Exercise requirements:
(a) Answer the following questions using the risk-factor passage, one line per answer, marked to match:
(i) In which industry does the passage say employee turnover is generally high?
(ii) On what basis may the company choose to begin procurements or provide services before receiving formal written contractual authorization?
(iii) What programs does the company state it has in place?
(b) According to the risk-factor passage, what consequences may follow if the company's efforts to train, retain, manage and attract personnel are not successful? List all of them.
(c) Write out the risk-factor passage word for word, from "We may lose" up to and including "contract funding modification.".

Selected passage:
"""
We believe that our future success depends upon our ability to continue to train, retain, effectively manage and attract highly skilled technical, managerial, sales and marketing personnel. This includes skills for our new initiatives in cyber security. Employee turnover is generally high in the IT services industry. If our efforts in these areas are not successful, our costs may increase, our sales efforts may be hindered, and the quality of our client service may suffer. Although we invest significant resources in recruiting and retaining employees, there is often significant competition for certain personnel in the IT services industry. From time to time, we experience difficulties in locating enough highly qualified candidates in desired geographic locations, or with required specific expertise.
 
We may lose revenue and our cash flow and profitability could be negatively affected if expenditures are incurred prior to final receipt of a contract or contract funding modification.
We provide professional services and sometimes procure materials on behalf of our clients under various contract arrangements. From time to time, in order to ensure that we satisfy our clients’ delivery requirements and schedules, we may elect, based on verbal authorization, to initiate procurements or provide services in advance of receiving formal written contractual authorization from the government client or a prime contractor. If our government or prime contractor requirements should change or the government directs the anticipated procurement to a contractor other than us, or if the materials become obsolete or require modification before we are under contract for the procurement, our investment might be at risk. If we do not receive the required funding, our cost of services incurred in excess of contractual funding may not be recoverable. This could reduce anticipated revenue or result in a loss, negatively affecting our cash flow and profitability.
 
 15
 
Our employees or subcontractors may engage in misconduct or other improper activities, which could cause us to lose contracts.
 
While we have ethics and compliance programs in place, we are exposed to the risk that employee fraud or other misconduct could occur. We enter into arrangements with prime contractors and joint venture partners to bid on and execute particular contracts or programs. As a result, we are exposed to the risk that fraud or other misconduct or improper activities by such persons may occur. Misconduct by employees, prime contractors or joint venture partners could include intentional failures to comply with federal laws, including U.S. Government procurement regulations, proper handling of sensitive or classified information, compliance with the terms of our contracts that we receive, and falsifying time records or failures to disclose unauthorized or unsuccessful activities to us. These actions could lead to civil, criminal, and/or administrative penalties (including fines, imprisonment, suspension and/or bars from performing U.S. Government contracts) and harm our reputation. The precautions we take to prevent and detect such activity may not be effective in controlling unknown or unmanaged risks or losses, and such misconduct by employees, prime contractors or joint venture partners could result in serious civil or criminal penalties or sanctions or harm to our reputation, which could cause us to lose contracts or cause a reduction in revenue.
"""
Data shown:
"""
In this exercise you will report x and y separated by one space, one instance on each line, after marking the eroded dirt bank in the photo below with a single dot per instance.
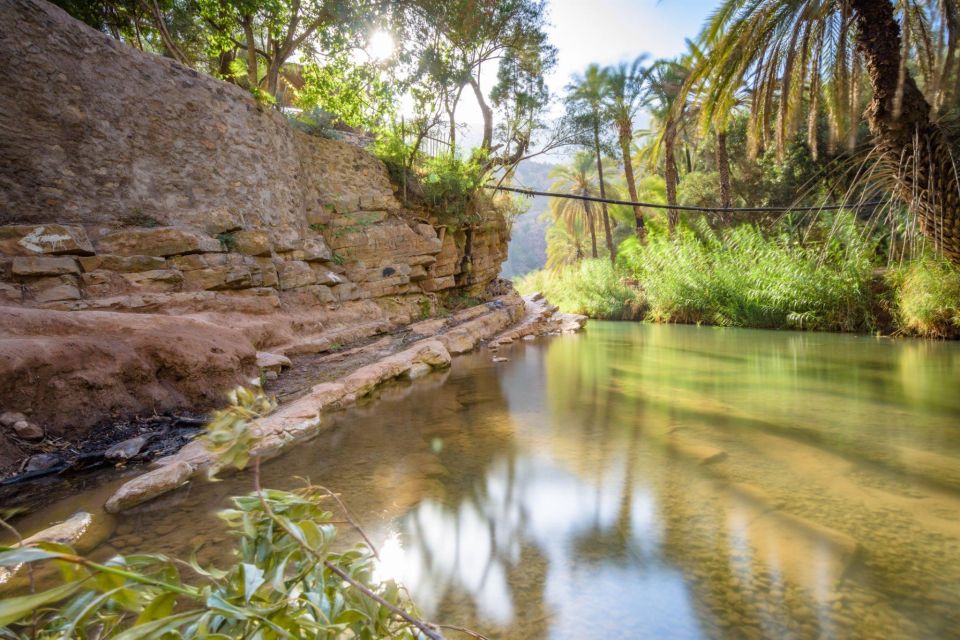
153 258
"""
Answers in order:
(a)
(i) The IT services industry.
(ii) Verbal authorization.
(iii) Ethics and compliance programs.

(b)
- Costs may increase.
- Sales efforts may be hindered.
- The quality of client service may suffer.

(c)
We may lose revenue and our cash flow and profitability could be negatively affected if expenditures are incurred prior to final receipt of a contract or contract funding modification.